[Records excerpted from a collection]
········
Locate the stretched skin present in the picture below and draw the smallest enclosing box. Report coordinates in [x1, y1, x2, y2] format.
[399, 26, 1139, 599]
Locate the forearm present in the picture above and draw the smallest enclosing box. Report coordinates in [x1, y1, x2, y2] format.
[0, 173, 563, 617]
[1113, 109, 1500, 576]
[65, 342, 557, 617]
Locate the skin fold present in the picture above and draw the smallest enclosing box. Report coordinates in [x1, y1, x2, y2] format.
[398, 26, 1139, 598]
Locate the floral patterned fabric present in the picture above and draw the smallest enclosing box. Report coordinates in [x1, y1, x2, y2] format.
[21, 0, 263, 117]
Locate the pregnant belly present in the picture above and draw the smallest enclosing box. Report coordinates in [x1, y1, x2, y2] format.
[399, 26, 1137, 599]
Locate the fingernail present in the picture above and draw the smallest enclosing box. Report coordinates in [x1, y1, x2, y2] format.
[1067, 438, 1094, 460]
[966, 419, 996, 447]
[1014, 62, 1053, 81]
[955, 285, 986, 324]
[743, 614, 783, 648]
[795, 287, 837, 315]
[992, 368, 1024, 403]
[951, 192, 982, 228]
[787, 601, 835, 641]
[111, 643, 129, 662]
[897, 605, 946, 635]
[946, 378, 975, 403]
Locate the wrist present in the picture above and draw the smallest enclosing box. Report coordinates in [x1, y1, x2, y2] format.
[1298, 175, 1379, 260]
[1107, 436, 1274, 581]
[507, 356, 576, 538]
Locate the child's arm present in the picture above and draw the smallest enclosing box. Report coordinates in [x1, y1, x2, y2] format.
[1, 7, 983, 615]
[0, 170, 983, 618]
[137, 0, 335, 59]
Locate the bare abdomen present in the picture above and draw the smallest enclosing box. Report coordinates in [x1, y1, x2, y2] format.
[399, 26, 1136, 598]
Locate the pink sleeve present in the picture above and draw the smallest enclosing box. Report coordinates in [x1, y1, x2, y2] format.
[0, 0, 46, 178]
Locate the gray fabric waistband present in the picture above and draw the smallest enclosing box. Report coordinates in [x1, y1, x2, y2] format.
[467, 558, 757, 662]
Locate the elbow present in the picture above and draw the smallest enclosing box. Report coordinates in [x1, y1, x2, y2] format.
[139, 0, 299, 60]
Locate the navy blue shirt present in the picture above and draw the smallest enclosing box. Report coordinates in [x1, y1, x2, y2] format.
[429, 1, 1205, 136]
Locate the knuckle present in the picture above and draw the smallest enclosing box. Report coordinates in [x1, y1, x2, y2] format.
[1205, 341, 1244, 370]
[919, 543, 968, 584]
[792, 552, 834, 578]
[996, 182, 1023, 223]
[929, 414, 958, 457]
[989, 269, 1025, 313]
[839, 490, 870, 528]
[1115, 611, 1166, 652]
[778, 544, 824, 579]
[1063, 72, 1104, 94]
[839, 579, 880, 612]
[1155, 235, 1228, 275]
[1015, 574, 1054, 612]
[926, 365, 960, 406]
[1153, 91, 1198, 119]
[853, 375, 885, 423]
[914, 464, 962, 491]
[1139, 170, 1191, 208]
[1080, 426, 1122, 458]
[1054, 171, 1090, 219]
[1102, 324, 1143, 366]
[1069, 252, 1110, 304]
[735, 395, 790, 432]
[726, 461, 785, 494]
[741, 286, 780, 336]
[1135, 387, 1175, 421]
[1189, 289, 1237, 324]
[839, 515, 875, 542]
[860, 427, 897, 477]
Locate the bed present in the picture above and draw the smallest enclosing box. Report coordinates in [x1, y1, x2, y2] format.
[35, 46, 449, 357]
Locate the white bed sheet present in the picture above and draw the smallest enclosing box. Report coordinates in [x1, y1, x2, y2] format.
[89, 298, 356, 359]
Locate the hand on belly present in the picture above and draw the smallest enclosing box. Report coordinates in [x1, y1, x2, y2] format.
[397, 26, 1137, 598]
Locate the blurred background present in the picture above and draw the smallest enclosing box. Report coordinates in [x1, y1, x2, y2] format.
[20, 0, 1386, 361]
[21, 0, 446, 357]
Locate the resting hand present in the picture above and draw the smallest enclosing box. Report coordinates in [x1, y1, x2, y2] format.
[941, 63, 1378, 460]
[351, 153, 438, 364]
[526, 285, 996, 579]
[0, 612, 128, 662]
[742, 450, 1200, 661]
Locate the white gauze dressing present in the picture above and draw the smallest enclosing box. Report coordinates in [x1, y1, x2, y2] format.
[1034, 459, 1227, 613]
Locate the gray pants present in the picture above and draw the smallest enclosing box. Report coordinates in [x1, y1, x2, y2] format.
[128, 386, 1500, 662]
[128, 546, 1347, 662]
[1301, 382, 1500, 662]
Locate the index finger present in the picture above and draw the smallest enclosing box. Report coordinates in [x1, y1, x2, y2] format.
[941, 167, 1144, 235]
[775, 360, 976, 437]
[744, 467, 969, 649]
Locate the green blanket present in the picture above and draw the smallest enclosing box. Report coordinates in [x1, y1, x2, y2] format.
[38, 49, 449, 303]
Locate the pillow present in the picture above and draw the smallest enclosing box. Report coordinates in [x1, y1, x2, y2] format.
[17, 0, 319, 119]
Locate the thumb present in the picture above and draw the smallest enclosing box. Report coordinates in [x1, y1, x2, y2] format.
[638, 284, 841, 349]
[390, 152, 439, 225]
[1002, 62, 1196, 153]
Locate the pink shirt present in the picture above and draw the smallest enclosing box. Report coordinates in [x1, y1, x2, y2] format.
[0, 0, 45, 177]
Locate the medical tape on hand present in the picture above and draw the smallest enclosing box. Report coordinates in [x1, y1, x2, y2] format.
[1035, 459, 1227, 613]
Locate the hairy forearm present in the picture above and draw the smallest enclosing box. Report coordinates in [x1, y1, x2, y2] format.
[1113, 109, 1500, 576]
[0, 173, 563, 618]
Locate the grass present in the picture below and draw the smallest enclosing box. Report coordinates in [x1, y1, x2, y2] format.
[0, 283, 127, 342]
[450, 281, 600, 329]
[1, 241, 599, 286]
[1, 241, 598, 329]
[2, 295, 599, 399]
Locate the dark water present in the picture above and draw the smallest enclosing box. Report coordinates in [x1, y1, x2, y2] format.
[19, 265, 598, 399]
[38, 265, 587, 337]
········
▶ _EXERCISE DIRECTIONS_
Reproduce all the records, exactly and in full.

▶ _ANSWER SECTION_
Locate the stretched skin present in the picture below and draw the smallest enclosing box. Report coordinates in [x1, y1, x2, y2] format.
[399, 26, 1139, 599]
Locate the forearm present in the picture above and draw the smallest enclosing box. Report coordinates in [x1, y1, x2, y2] format.
[0, 173, 563, 617]
[1113, 109, 1500, 576]
[65, 342, 557, 617]
Locate the skin fold present in the picture above and draw the smallest enclosing box. Report coordinates in [x1, y1, x2, y2] format.
[398, 26, 1139, 598]
Locate the floral patterned fabric present in the picture above and draw the smallest enclosing box. Report coordinates in [x1, y1, x2, y2] format.
[21, 0, 263, 117]
Locate the pregnant belly present in the picture above and draw the smallest enclosing box. Report coordinates in [x1, y1, x2, y2] format.
[399, 26, 1137, 599]
Locate the fingernail present in the picture above and draw the smallest enclosing box. Report coordinates in [x1, y1, x2, y2] format.
[1067, 438, 1094, 460]
[966, 419, 996, 447]
[1014, 62, 1053, 81]
[955, 285, 986, 324]
[743, 614, 783, 648]
[795, 287, 837, 315]
[992, 368, 1024, 403]
[951, 192, 982, 228]
[787, 601, 835, 641]
[111, 643, 129, 662]
[897, 605, 946, 635]
[946, 378, 975, 403]
Locate the wrist present in the picture above and draw the smallest enclosing box. Report coordinates in [x1, y1, x2, y2] format.
[1298, 175, 1379, 260]
[1107, 436, 1274, 581]
[507, 356, 576, 538]
Locate the child's arm present in the picture above and draw the smallest enclosing box. Report coordinates in [x1, y1, x2, y2] format.
[1, 7, 983, 615]
[0, 170, 983, 618]
[137, 0, 335, 59]
Locate the bare abdomen present in the picture above and draw the smallest enclosing box. Report coordinates in [x1, y1, x2, y2] format.
[399, 26, 1136, 598]
Locate the pink sleeve present in the picture above and draw the smallest enclosing box. Report coordinates in [x1, y1, x2, y2] format.
[0, 0, 46, 178]
Locate the gray fabric waistband present in the picture above and draw the smallest enclosing box. Report coordinates in [x1, y1, x2, y2] format.
[467, 558, 757, 662]
Locate the elbow present in the picture above and draw the smallest enclosing box. Report coordinates in [x1, y1, x2, y2] format.
[139, 0, 299, 60]
Locate the navy blue shirt present in the picture above and draw the smallest enclosing box. Report coordinates in [x1, y1, x2, y2] format.
[429, 1, 1205, 136]
Locate the knuckle present in the picture above and draw the smallest enclosing box. Report coordinates in [x1, y1, x2, y2] format.
[1205, 341, 1244, 370]
[919, 543, 968, 584]
[792, 552, 834, 578]
[996, 182, 1023, 223]
[929, 414, 958, 457]
[989, 269, 1025, 313]
[839, 490, 870, 528]
[1115, 611, 1166, 652]
[778, 544, 824, 579]
[1063, 72, 1104, 94]
[839, 579, 880, 612]
[1155, 235, 1228, 275]
[1015, 574, 1054, 612]
[926, 365, 960, 406]
[1153, 91, 1198, 119]
[853, 375, 885, 423]
[914, 464, 962, 491]
[1139, 170, 1191, 208]
[1080, 426, 1122, 458]
[1054, 171, 1090, 219]
[1102, 324, 1143, 366]
[1069, 252, 1110, 304]
[735, 395, 790, 432]
[726, 461, 785, 494]
[741, 286, 780, 336]
[1135, 387, 1175, 421]
[1189, 289, 1237, 324]
[839, 515, 875, 542]
[860, 427, 897, 477]
Locate the bed present in the picture above and draw the smallest enclosing box. Report coordinates in [x1, y1, x2, y2] format.
[35, 46, 449, 357]
Locate the white bed sheet present in the picture above and draw the smallest enclosing box. Report coordinates in [x1, y1, x2, y2] format.
[89, 298, 356, 359]
Locate the hand on belly present in the picture above and draw the smallest enclosing box. Report coordinates in [x1, y1, x2, y2] format.
[397, 26, 1137, 598]
Locate the blurred background present in the picture above and draw the smallest enclosing box. Report coordinates in [x1, y1, x2, y2] format.
[20, 0, 1386, 361]
[21, 0, 446, 357]
Locate the resting hand present in the picture above and draw the smallest enclosing box. Report coordinates in [x1, y1, x2, y2] format.
[941, 63, 1378, 460]
[351, 153, 438, 364]
[526, 285, 996, 579]
[0, 612, 128, 662]
[742, 450, 1200, 661]
Locate the white gauze dressing present in the picture above and draw the smallest enclosing box. Report coordinates in [x1, y1, x2, y2] format.
[1034, 459, 1227, 613]
Locate the gray pants present in the picture above and draw the smallest enclosing box. Report coordinates in [x1, y1, x2, y2] format.
[128, 386, 1500, 662]
[128, 546, 1347, 662]
[1301, 382, 1500, 662]
Locate the index finger present in the picture above and draw the smallest enclosing box. Report coordinates in [x1, y1, x2, y2] format.
[941, 167, 1144, 235]
[775, 360, 976, 437]
[744, 467, 969, 649]
Locate the green blanket present in the picture above and draw the smallest enclosing box. Report coordinates in [x1, y1, x2, y2] format.
[38, 49, 449, 303]
Locate the pillow present in the picture above and draw the smallest enclosing box. Report coordinates in [x1, y1, x2, y2] format.
[17, 0, 319, 119]
Locate the thumb present in the picture above and draw the smallest enclosing box. Report coordinates in [x1, y1, x2, y2] format.
[638, 284, 841, 349]
[390, 152, 439, 225]
[1002, 62, 1196, 153]
Locate the pink shirt present in the picture above and draw the smallest enclosing box. Report coordinates in [x1, y1, x2, y2] format.
[0, 0, 45, 177]
Locate the medical tape on hand present in the picture above and draw the smallest enclosing box. Report coordinates in [x1, y1, x2, y2] format.
[1035, 459, 1227, 613]
Locate the hairy forearm present in the picture above and draw the smallest enclosing box. Report coordinates in [x1, y1, x2, y2] format.
[1113, 109, 1500, 576]
[0, 173, 563, 618]
Locate the grass present in the picture below and draw the smallest enclosing box. Report coordinates in [x1, y1, x2, y2] format.
[0, 283, 127, 342]
[450, 281, 600, 329]
[1, 241, 599, 286]
[1, 241, 598, 329]
[2, 295, 599, 399]
Locate the dark water present in the picture above and draw the smallest enclosing box. Report coordinates in [x1, y1, x2, y2] format.
[19, 265, 598, 399]
[38, 265, 587, 337]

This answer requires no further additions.